__What the task asks__: Nothing outside the range below should be printed. Output exactly the lines from the line with "Could you spot the column" to the line with "Could you spot the red flower", both included.

(Extracted data entries)
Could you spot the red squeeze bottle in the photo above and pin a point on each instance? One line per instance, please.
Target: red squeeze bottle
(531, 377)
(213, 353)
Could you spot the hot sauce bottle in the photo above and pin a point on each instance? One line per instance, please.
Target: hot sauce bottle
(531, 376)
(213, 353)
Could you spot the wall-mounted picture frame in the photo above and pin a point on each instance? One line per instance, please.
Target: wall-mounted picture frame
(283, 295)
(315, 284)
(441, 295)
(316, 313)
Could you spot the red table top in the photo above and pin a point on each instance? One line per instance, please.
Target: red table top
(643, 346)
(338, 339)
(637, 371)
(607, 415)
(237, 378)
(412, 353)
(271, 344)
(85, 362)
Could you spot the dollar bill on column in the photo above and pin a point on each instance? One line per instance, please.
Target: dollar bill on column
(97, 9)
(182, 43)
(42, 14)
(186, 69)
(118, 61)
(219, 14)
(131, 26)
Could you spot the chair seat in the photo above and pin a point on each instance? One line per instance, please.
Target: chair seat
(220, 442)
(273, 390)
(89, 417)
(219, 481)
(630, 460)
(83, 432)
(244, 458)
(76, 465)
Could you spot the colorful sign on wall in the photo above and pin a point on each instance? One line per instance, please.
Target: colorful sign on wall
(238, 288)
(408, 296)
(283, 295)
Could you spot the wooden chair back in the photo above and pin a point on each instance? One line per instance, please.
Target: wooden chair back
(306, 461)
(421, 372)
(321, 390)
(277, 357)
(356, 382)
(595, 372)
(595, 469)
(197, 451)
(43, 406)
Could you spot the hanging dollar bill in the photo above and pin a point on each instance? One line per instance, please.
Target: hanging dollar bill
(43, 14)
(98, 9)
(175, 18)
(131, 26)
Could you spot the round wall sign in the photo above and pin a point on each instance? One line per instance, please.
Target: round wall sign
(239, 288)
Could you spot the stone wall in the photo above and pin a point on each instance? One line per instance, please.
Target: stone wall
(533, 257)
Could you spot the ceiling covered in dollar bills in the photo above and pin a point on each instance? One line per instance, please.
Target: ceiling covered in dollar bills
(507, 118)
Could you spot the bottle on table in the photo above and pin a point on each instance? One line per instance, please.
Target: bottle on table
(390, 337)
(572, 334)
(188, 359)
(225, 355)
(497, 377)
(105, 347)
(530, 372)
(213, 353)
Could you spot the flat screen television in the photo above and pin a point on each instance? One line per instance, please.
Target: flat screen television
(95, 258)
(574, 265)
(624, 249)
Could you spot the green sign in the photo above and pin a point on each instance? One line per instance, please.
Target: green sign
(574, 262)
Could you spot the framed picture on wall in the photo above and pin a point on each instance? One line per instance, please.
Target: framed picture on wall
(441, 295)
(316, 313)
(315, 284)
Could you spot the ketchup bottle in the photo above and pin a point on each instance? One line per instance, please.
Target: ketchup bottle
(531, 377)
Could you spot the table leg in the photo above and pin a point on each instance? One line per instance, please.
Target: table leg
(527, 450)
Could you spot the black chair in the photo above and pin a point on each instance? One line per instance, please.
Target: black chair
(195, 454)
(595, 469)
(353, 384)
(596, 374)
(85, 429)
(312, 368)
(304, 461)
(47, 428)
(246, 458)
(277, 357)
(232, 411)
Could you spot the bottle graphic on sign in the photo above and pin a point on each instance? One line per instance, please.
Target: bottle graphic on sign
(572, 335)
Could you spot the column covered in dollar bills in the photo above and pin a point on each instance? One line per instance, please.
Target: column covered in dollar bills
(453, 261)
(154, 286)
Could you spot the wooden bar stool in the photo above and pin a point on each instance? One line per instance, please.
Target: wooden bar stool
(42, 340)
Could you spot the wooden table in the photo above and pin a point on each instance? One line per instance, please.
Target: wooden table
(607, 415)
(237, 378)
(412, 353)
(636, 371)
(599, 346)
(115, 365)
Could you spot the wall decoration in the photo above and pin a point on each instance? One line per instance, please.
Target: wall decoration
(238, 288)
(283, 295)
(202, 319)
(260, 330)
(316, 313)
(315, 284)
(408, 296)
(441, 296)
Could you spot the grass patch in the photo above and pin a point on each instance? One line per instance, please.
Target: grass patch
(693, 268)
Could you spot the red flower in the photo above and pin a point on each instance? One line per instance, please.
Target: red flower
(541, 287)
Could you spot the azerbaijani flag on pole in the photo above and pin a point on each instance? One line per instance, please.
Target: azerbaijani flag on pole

__Result__:
Could you spot the column covered in dollar bills in the photo above and pin a point on each instance? One line per instance, please.
Target: column covered in dollar bills
(453, 261)
(154, 286)
Could you spot the wooden bar stool in the photo above and pin a point on each instance? One line per instance, please.
Target: wooden bar stool
(42, 340)
Could you spot the wooden table in the photo above and pin a point on each instance? One line per instance, please.
Target: wooden table
(607, 415)
(237, 378)
(412, 353)
(636, 371)
(599, 346)
(115, 365)
Could you spot the wall decoration in the photo above and pin a point on each instance? One line per instance, please.
Target: wall decoration
(238, 288)
(283, 295)
(202, 319)
(260, 330)
(316, 313)
(315, 284)
(408, 296)
(441, 296)
Could you spot the grass patch in the photo above and pin a point on each instance? One line per instance, please.
Target: grass patch
(693, 268)
Could you spot the red flower in the photo above and pin a point on each instance? One line per instance, please.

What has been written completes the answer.